### FRAGMENTO PROPORCIONADO:
La rigidez de esta separación disfraza la realidad de la
escritura: no hay texto que no responda a un proceso de selección, a un
principio ordenador. No significa esto que todo discurso escrito sea
literatura, puesto que la literatura se construye sobre el trabajo con el
lenguaje como valor primero; significa que, comprender la subjetividad de toda
construcción acerca a los hombres, la conciencia de que aquello que leen no es
incuestionable; que aquello que leen –sea lo que fuere- no es “lo real”, sino
una representación.
A la literatura en cuanto arte no se la puede ver como una
categoría separada del proceso social que la contiene: es un acto de
solidaridad histórica y participa de la multiplicidad de la práctica cultural,
como decían Barthes y Williams. Por eso resulta tan apasionante la relectura de
las crónicas de José Martí: obligan a tomar conciencia de lo que convive
dentro de la escritura. En su “impureza” dentro de las divisiones de los
discursos, en su marginalidad con respecto a las categorías estrablecidas, está
lo que él aspiraba en la literatura: romper con los clisés, permitir nuevas
formas de percepción.

### INSTRUCCIONES:
**1)** Copia el pasaje del fragmento sobre la escritura que comienza en "A la literatura" y termina en "formas de percepción.", y cambia "clisés" por "lugares comunes".
**2)** Resume en dos oraciones el fragmento sobre la escritura.
Los registros proceden de una fuente distinta.

### REGISTROS EXTRAÍDOS:
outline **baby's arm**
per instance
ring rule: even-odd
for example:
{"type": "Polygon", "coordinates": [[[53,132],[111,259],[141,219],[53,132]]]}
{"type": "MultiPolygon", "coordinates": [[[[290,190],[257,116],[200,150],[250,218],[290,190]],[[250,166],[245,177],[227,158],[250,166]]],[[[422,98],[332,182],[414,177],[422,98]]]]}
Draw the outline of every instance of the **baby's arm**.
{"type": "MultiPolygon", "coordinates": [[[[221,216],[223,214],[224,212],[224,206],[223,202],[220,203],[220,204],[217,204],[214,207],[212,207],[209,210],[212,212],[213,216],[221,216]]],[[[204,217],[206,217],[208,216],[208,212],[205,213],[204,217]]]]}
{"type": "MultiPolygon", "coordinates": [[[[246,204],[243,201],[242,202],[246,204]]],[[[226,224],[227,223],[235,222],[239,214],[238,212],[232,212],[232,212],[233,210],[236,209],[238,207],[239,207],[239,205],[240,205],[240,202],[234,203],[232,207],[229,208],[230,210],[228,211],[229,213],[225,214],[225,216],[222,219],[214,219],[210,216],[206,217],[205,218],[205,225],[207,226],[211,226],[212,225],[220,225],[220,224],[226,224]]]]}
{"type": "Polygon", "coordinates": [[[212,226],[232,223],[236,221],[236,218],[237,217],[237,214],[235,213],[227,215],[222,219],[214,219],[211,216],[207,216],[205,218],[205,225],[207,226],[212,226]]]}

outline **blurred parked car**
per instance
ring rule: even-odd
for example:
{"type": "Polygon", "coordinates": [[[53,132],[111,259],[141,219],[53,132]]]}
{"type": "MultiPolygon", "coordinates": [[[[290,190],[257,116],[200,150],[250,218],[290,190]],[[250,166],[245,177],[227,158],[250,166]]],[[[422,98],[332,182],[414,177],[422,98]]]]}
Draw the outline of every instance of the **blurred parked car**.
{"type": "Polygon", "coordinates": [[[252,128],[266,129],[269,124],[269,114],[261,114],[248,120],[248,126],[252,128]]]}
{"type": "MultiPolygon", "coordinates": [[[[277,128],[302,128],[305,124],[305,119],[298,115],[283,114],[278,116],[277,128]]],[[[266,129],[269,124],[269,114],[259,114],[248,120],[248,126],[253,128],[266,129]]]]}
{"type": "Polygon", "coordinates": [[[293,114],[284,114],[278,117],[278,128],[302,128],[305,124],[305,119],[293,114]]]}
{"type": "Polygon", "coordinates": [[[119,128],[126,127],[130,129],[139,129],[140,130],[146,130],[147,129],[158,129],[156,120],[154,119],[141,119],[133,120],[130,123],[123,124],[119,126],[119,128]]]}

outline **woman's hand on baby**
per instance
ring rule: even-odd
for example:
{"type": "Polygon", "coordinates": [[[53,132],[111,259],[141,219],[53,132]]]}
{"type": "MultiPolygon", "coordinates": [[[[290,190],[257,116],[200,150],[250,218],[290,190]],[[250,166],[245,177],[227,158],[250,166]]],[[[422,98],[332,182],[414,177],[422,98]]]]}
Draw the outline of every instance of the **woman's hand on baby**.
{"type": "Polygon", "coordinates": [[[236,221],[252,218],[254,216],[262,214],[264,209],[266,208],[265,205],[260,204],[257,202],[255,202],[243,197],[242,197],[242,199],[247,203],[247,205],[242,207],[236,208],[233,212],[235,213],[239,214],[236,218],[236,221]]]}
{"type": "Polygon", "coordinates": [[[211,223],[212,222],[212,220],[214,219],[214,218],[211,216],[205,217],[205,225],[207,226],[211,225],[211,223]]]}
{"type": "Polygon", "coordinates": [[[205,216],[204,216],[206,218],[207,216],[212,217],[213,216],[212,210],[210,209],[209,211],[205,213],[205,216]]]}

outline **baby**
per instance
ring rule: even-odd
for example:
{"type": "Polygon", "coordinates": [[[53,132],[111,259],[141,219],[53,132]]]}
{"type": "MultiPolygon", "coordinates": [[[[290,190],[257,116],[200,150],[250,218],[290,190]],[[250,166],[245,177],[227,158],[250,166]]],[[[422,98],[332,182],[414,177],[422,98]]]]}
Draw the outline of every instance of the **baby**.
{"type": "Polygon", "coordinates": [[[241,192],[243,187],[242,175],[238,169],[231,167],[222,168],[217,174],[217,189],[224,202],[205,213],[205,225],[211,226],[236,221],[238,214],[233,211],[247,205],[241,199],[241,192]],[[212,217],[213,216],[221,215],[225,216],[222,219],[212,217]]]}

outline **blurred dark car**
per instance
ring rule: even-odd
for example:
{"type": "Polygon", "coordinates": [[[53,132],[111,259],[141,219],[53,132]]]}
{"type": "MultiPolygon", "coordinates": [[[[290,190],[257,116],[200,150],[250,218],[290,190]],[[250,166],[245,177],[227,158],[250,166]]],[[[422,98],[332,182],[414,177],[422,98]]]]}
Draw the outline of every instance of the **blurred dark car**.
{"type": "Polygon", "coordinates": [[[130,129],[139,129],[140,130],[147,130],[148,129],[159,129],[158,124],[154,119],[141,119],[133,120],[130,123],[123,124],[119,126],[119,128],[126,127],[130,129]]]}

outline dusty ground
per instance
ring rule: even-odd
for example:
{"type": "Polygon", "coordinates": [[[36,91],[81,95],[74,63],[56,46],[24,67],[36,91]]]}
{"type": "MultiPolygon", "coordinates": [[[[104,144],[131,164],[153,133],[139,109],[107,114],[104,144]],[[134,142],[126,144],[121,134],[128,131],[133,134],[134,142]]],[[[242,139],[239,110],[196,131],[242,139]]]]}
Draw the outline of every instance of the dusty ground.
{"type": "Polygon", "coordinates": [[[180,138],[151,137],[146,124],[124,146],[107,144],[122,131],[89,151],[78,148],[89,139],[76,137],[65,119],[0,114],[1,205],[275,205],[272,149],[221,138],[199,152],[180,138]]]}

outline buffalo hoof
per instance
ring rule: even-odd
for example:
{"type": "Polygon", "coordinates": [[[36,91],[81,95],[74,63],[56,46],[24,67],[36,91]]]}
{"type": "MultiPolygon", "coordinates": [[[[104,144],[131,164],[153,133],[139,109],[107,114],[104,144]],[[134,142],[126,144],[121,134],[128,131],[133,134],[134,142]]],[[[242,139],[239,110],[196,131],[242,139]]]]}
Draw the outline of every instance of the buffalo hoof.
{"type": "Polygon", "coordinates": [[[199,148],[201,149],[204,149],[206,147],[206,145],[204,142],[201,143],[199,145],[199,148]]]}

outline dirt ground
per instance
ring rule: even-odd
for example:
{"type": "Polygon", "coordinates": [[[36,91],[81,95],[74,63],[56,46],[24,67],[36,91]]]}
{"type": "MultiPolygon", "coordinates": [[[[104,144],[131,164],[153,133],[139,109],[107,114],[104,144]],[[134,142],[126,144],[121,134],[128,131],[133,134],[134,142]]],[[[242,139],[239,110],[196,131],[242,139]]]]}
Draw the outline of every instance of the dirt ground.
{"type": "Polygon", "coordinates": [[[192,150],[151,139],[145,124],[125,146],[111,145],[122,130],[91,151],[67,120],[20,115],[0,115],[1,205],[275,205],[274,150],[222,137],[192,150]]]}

### RESPUESTAS:
**1)**
A la literatura en cuanto arte no se la puede ver como una
categoría separada del proceso social que la contiene: es un acto de
solidaridad histórica y participa de la multiplicidad de la práctica cultural,
como decían Barthes y Williams. Por eso resulta tan apasionante la relectura de
las crónicas de José Martí: obligan a tomar conciencia de lo que convive
dentro de la escritura. En su “impureza” dentro de las divisiones de los
discursos, en su marginalidad con respecto a las categorías estrablecidas, está
lo que él aspiraba en la literatura: romper con los lugares comunes, permitir nuevas
formas de percepción.

**2)** Todo texto responde a un proceso de selección y es una representación, no "lo real", aunque no todo discurso escrito sea literatura. La literatura no puede separarse del proceso social que la contiene, y en la "impureza" y marginalidad de las crónicas de José Martí está lo que él aspiraba en la literatura: romper con los clisés y permitir nuevas formas de percepción.